→ **Page extract**:

[START]

Under different illumination conditions the leaf pixels might correspond to multiple categories due to reflection, diffusion, and shadowing. In that case the number of categories k can be increased to capture diverse conditions, and some of the clusters close to each other can be combined later before detection. Details of the method of determining the number of clusters are given in Algorithm 3 in “Methods” section. Since the objective is to identify panicles, all categories other than panicles are grouped together at final output of the segmentation. Segmentation results of Image 3 with k=4 and k=5 are in Fig. 7. The recall, precision, and F1 score for Image 3 with k=3, 4, and 5 categories are summarized in Table 4. For k=3 and 4, the results are almost the same, but the performance drops considerably when k is increased to 5. Setting k too high creates unnecessary categories that will negatively affect the performance. Therefore, the number of categories should depend on the illumination conditions to achieve better classification results.

Fig. 7.

Fig. 7

Segmentation results of Image 3 with k=4 and 5 and Panicle-SEG

Table 4.

[END]

→ **Data lines**:
[START]

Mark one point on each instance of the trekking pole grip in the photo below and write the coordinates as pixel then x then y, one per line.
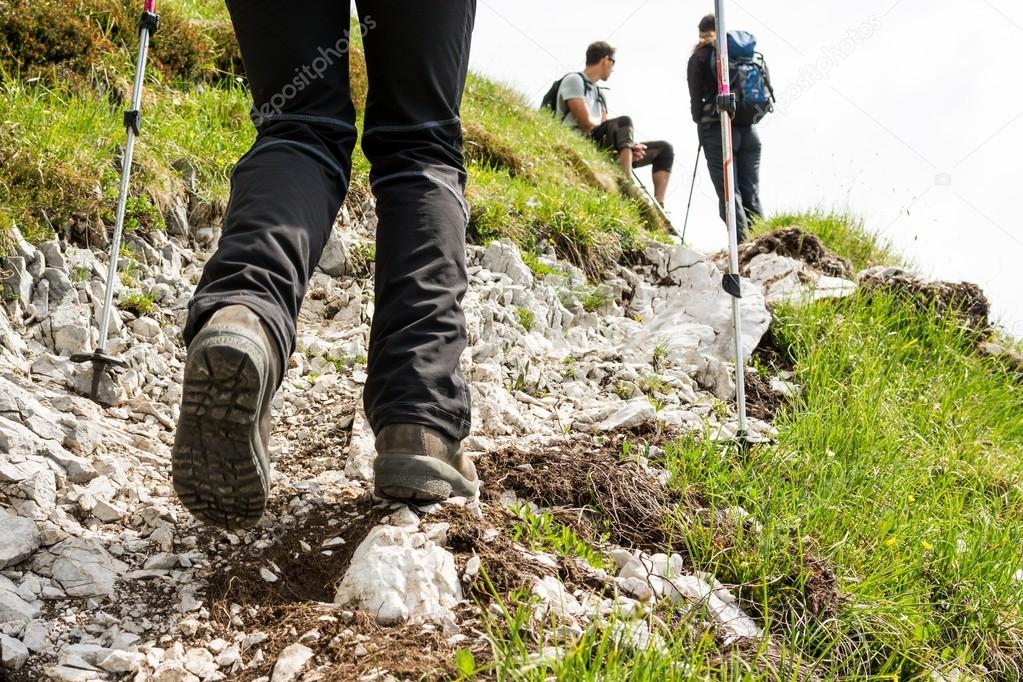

[END]

→ **Tasks for this exercise**:
A) In the segmentation passage above, which values of k gave almost the same results for Image 3?
B) Using the segmentation passage above, explain why the number of categories k may need to be increased under different illumination conditions.
C) Pick up the segmentation passage above at the point where it stops, and continue it.

→ **Answers by task**:
A) k=3 and k=4.

B) Under different illumination, leaf pixels can fall into several categories because of reflection, diffusion, and shadowing. Raising k lets the clustering capture these varied conditions, and clusters that lie close together can be combined later, before detection.

C)
Segmentation results of Image 3

k Recall Precision F1
3 0.9788 0.8382 0.9030
4 0.9804 0.8016 0.8820
5 0.7326 0.9831 0.8396

Robustness against anomaly object

The proposed algorithm is robust against the existence of anomaly objects. In case of an anomaly object, the number of clusters k can be increased to account for the distribution of pixels of the anomaly object. Cluster i is anomaly if the total mean of a cluster across all channels is greater than a predefined threshold ϵa, as miϵa. Details of anomaly detection is discussed in Algorithm 3 in “Methods” section. In this paper ϵa=0.9 has been used. Figure 8 shows an image with a white rectangle used to mark the rice field. The image is segmented by using k=4 clusters. After classification, the white rectangle has the highest average mean across channels (0.9239), and the panicle pixels have the second highest average mean across channels (0.4973). Detection results for panicle and anomaly object are shown in Fig. 8c, d, respectively. With the existence of the anomaly object, the recall, precision, and F1 values for panicle pixels with pTH=0.999 are 0.86, 0.80, and 0.83 respectively.

Fig. 8.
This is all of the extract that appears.